§ Goal of the exercise:
Return each line of the records below that contains the string "clicks", copied in full.

Collected data

====================

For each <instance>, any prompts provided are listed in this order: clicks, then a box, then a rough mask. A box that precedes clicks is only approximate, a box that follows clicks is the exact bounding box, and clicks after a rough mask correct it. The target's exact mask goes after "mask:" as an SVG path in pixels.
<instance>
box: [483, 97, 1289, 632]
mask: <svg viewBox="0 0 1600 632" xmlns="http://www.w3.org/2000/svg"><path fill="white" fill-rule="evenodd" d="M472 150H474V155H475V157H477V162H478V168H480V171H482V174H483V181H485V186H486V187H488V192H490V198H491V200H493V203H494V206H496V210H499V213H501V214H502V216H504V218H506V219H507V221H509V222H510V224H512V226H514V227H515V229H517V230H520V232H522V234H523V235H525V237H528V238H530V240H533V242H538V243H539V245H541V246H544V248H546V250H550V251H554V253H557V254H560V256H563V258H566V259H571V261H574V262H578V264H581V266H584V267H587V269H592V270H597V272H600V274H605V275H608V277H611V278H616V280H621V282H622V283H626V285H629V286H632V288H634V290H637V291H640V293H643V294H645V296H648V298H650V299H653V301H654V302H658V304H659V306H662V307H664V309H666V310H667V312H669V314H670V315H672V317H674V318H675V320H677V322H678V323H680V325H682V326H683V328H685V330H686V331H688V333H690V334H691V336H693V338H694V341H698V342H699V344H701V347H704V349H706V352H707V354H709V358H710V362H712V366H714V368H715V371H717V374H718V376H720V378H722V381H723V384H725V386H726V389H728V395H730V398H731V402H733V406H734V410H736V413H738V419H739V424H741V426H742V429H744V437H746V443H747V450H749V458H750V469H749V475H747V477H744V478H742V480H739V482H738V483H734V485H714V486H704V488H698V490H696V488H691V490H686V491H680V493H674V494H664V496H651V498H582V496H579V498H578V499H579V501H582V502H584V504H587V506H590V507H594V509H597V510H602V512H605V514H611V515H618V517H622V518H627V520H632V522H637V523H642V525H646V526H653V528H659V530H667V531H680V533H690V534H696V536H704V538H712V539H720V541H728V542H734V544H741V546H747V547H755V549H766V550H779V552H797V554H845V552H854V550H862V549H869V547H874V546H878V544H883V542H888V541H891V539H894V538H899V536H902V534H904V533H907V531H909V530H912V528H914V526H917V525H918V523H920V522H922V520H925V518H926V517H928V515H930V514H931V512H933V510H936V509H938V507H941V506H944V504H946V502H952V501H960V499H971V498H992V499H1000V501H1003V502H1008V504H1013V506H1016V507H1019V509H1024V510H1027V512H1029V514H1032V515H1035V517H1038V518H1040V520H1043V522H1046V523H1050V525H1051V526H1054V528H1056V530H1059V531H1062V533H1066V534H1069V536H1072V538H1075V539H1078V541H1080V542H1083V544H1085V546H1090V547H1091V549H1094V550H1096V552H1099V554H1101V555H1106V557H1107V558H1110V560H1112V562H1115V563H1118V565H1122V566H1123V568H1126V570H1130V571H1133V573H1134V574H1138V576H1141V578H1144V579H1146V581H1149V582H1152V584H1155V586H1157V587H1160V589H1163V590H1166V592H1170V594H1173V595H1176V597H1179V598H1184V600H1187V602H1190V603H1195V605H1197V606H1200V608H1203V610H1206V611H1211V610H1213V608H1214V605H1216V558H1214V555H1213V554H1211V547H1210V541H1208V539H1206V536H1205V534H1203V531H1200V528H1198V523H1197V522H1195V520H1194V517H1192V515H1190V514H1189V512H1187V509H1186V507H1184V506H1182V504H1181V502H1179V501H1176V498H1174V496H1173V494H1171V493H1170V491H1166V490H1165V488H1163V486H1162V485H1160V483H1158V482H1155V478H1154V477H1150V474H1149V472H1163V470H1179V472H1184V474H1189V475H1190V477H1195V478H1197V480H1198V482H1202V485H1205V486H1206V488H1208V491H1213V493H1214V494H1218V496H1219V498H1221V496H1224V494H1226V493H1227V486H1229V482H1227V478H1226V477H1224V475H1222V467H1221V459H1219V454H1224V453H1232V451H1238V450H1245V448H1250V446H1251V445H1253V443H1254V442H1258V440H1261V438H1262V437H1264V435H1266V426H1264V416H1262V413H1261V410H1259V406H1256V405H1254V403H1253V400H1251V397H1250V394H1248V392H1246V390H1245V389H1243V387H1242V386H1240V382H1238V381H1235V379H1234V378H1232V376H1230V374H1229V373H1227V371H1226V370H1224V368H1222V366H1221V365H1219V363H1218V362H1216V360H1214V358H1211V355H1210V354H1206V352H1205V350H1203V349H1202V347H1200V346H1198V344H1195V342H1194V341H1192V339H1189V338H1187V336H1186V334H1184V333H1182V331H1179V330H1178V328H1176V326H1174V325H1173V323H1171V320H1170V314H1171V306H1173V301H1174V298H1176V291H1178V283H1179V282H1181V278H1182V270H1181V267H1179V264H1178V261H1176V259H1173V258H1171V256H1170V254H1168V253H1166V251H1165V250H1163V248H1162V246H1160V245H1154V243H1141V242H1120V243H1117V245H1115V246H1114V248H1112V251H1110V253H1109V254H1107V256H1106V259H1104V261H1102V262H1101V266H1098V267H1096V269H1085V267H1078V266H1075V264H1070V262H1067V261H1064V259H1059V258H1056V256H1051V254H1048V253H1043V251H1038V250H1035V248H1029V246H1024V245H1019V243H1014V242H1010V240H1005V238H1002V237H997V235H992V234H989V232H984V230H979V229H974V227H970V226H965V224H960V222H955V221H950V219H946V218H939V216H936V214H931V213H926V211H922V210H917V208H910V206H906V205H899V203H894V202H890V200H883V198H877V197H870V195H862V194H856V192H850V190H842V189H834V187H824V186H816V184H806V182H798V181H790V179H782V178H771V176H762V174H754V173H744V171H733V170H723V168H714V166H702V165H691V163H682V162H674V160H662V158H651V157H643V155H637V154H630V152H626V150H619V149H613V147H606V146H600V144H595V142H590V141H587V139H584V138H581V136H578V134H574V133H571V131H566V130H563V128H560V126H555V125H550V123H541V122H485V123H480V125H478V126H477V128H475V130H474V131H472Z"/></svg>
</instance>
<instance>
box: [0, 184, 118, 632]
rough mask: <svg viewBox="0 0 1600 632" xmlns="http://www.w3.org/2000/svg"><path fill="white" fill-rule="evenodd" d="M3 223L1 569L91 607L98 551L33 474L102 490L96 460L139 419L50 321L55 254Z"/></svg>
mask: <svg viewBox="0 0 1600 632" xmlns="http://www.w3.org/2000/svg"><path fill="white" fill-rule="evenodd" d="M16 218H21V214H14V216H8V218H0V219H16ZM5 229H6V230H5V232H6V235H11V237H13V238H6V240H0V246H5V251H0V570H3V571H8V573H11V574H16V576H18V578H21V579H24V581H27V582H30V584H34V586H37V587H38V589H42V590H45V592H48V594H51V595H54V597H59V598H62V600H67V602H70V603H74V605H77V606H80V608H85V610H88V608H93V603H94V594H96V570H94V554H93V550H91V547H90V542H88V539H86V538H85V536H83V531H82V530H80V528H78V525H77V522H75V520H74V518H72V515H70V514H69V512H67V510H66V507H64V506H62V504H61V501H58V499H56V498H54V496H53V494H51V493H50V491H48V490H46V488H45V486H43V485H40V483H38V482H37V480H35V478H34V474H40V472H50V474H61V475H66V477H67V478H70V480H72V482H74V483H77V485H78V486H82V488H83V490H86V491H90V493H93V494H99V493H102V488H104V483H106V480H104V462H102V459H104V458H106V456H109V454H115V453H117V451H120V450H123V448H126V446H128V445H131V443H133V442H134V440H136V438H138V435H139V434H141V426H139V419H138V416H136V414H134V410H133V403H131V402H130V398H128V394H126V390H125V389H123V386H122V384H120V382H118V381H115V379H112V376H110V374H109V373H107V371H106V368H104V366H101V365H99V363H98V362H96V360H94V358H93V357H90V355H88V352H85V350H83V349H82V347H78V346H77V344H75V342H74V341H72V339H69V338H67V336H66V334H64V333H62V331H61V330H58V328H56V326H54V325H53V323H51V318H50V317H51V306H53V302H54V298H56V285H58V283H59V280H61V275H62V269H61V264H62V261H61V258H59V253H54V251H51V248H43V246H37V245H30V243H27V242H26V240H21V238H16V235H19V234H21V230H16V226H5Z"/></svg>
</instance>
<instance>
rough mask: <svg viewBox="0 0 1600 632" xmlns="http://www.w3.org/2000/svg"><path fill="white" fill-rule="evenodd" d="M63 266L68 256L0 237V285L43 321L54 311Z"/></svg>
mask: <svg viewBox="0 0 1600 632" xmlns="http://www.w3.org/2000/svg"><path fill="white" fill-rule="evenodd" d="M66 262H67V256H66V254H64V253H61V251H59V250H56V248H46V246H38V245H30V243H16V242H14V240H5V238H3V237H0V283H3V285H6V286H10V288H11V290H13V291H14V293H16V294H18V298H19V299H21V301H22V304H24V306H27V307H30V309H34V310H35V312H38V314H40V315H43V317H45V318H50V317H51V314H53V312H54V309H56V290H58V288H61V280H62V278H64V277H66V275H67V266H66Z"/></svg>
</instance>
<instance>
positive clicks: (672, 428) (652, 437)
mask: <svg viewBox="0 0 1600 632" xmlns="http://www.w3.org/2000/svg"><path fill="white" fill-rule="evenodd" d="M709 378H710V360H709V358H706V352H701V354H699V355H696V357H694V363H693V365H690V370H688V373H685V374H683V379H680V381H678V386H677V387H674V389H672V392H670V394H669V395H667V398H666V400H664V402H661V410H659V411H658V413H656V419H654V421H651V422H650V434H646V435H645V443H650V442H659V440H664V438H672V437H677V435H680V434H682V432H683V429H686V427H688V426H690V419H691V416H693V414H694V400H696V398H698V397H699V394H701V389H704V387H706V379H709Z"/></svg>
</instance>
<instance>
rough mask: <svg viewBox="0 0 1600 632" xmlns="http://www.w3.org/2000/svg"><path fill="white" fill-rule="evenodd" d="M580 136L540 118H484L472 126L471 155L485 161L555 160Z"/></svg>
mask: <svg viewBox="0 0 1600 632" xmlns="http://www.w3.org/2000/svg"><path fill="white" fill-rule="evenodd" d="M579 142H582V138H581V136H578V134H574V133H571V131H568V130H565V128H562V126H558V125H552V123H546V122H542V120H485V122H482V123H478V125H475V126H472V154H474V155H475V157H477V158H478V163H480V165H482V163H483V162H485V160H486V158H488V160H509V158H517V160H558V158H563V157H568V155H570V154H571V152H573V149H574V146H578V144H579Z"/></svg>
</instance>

====================

§ Solution for this exercise:
For each <instance>, any prompts provided are listed in this order: clicks, then a box, then a rough mask. A box that precedes clicks is only approximate, a box that follows clicks is the exact bounding box, and clicks after a rough mask correct it. The target's exact mask goes after "mask:" as an SVG path in pixels.
positive clicks: (672, 428) (652, 437)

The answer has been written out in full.